▶ [TASK GOAL] Set down the full listing exactly as given. Any pictures are to be left out.

▶ [PROVIDED INFORMATION]
______

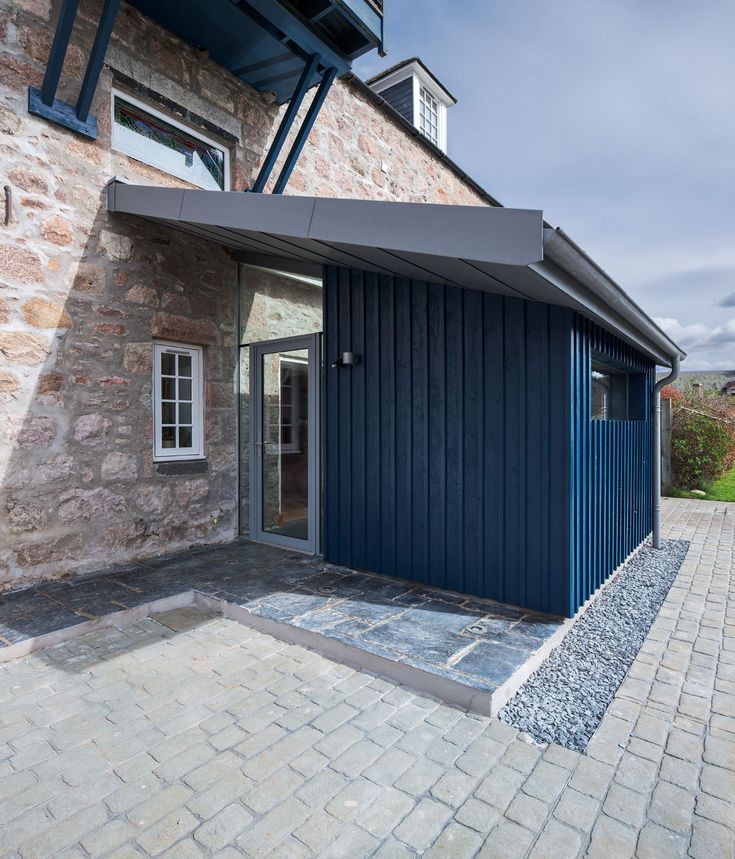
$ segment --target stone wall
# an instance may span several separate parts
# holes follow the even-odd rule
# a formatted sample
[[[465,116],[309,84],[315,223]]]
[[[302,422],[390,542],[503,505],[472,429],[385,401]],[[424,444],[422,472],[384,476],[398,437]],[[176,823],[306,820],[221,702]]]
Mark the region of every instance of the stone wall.
[[[0,188],[13,199],[0,221],[0,589],[236,533],[236,264],[214,244],[107,215],[112,176],[183,184],[111,150],[110,91],[133,79],[221,129],[235,189],[257,174],[283,111],[123,4],[93,105],[98,139],[30,116],[59,6],[0,0]],[[62,99],[75,100],[100,7],[80,3]],[[483,202],[348,82],[333,87],[289,192]],[[277,305],[274,319],[296,306]],[[152,462],[154,338],[205,346],[204,473]]]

______

▶ [ANSWER SPACE]
$ segment --target stone wall
# an instance may span several separate parts
# holes follow the even-odd rule
# a formatted sample
[[[465,116],[309,84],[315,223]]]
[[[302,422],[390,542],[503,505],[472,429],[385,401]],[[424,444],[422,472],[384,476],[398,437]],[[176,823],[306,820],[221,702]]]
Mark the region of every instance of the stone wall.
[[[0,188],[13,199],[0,221],[0,589],[236,533],[236,264],[214,244],[107,215],[112,176],[183,184],[111,150],[110,91],[133,79],[221,129],[235,189],[257,174],[283,111],[123,4],[93,105],[98,139],[30,116],[59,6],[0,0]],[[62,99],[75,100],[100,7],[80,3]],[[483,202],[348,82],[333,87],[289,192]],[[277,305],[274,319],[296,306]],[[152,462],[154,338],[205,346],[204,473]]]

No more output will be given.